Point labeling entries:
* Begin *

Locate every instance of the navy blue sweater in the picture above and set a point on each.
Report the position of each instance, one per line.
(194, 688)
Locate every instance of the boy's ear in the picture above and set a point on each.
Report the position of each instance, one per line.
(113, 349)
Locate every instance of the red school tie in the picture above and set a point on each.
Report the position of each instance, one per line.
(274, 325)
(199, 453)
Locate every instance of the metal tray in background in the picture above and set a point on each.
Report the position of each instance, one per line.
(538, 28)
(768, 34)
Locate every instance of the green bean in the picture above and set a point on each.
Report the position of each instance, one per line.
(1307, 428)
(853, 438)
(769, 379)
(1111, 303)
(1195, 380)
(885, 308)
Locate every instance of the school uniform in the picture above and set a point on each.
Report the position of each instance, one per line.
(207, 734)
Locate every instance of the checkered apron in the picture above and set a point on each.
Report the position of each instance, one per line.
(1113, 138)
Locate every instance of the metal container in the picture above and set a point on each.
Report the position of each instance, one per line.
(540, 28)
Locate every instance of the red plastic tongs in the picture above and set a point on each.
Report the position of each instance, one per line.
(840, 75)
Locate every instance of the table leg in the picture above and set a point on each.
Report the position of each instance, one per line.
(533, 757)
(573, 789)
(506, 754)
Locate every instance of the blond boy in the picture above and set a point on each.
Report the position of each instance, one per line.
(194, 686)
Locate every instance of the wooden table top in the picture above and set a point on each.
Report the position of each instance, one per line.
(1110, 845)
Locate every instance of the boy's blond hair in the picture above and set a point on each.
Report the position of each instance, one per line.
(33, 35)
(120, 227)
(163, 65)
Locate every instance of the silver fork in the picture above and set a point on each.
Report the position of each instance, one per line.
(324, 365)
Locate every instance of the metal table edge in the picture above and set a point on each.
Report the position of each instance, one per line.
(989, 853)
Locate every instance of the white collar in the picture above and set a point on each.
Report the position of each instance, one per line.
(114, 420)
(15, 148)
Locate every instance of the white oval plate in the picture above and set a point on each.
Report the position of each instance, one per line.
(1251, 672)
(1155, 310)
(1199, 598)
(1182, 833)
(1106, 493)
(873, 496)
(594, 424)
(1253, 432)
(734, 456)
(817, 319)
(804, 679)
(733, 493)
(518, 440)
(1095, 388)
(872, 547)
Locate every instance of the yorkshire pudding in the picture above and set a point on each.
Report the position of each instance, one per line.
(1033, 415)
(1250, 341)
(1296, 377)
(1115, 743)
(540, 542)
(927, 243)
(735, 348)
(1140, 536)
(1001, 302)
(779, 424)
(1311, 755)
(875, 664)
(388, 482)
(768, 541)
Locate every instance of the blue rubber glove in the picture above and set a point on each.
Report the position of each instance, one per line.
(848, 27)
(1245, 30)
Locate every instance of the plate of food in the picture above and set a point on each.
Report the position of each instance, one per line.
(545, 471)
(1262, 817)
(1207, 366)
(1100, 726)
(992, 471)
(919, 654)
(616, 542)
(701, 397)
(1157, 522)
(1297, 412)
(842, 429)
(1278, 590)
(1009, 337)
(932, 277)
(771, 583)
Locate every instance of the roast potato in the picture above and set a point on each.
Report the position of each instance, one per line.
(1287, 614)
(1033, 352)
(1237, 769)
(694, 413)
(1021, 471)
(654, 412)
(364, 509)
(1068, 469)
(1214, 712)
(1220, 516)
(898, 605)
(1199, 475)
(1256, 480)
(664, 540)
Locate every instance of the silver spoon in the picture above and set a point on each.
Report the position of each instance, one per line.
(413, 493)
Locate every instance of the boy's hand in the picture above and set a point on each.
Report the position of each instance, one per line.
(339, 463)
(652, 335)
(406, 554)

* End *
* Begin *

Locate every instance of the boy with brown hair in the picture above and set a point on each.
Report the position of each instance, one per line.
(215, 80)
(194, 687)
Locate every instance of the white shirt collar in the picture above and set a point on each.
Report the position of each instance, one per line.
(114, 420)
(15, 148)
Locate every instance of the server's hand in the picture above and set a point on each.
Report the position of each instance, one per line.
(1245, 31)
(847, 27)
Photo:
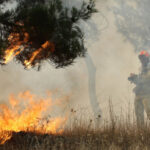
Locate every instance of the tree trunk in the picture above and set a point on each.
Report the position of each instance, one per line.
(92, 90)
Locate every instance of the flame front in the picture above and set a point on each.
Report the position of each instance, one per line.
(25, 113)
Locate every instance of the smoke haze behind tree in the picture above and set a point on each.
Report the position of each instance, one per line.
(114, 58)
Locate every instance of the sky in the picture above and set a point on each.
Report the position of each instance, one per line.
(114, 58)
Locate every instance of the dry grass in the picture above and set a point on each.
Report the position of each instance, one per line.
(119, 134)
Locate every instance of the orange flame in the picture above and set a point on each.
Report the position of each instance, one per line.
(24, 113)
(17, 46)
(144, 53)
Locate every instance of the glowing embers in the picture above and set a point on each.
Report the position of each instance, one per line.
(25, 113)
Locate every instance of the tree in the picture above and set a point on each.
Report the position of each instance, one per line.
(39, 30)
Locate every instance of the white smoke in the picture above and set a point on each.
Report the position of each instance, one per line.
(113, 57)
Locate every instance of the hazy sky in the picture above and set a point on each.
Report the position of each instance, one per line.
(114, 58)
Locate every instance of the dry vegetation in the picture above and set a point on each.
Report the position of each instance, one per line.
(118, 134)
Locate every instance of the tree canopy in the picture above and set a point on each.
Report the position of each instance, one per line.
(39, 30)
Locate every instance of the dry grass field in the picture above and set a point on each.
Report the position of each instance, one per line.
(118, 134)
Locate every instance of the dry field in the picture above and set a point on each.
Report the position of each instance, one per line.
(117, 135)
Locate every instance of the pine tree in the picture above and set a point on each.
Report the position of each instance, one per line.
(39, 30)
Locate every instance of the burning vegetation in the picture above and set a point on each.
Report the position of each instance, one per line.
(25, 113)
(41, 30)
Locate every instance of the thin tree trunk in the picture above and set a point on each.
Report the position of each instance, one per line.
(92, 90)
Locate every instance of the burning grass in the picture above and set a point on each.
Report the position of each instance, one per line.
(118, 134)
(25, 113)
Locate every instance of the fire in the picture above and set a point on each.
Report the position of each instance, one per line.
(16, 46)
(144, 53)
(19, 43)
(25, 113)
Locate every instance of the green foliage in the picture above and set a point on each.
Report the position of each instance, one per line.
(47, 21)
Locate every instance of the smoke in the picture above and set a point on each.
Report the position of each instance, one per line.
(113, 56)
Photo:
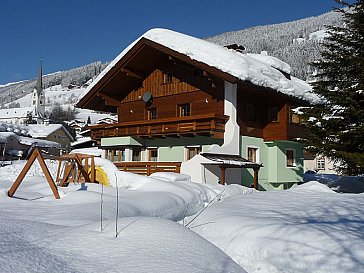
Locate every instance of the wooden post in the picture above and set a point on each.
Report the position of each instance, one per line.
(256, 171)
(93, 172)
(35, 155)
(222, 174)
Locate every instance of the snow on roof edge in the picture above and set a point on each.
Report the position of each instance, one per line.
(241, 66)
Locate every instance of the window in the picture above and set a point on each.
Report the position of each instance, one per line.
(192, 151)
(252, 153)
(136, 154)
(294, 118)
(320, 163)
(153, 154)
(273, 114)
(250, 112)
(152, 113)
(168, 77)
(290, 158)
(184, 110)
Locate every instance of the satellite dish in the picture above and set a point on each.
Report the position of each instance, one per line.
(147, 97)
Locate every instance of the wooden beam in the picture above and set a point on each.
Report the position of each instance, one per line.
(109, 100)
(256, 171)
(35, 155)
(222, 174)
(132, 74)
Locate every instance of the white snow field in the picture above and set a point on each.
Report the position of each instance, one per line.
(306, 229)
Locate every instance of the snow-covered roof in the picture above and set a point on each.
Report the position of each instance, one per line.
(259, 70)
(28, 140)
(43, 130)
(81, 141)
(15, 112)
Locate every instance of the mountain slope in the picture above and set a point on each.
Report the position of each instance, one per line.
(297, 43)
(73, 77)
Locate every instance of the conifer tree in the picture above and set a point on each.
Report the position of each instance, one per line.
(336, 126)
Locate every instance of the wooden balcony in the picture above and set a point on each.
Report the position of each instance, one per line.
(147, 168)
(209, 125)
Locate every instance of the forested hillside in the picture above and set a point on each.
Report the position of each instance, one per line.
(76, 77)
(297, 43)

* End *

→ **WHAT YOU HAVE TO DO**
Identify every line in the entries above that contains the string "tree", and copy each of those lines. Case counts.

→ **WORKED SOLUTION**
Locate every instance of the tree trunk in the picture above and set a point on each.
Locate every instance of the smoke haze behind tree in the picture above and set a point on each.
Locate every instance of the tree in the picture above and set a point on each.
Locate every instance of the tree canopy in the picture above and set a point on each.
Locate every instance of the pine tree in the picture above and set a point on each.
Locate every instance of the thin tree trunk in the picture above and set a point on each.
Locate every instance of the conifer tree in the picture above and set a point on each.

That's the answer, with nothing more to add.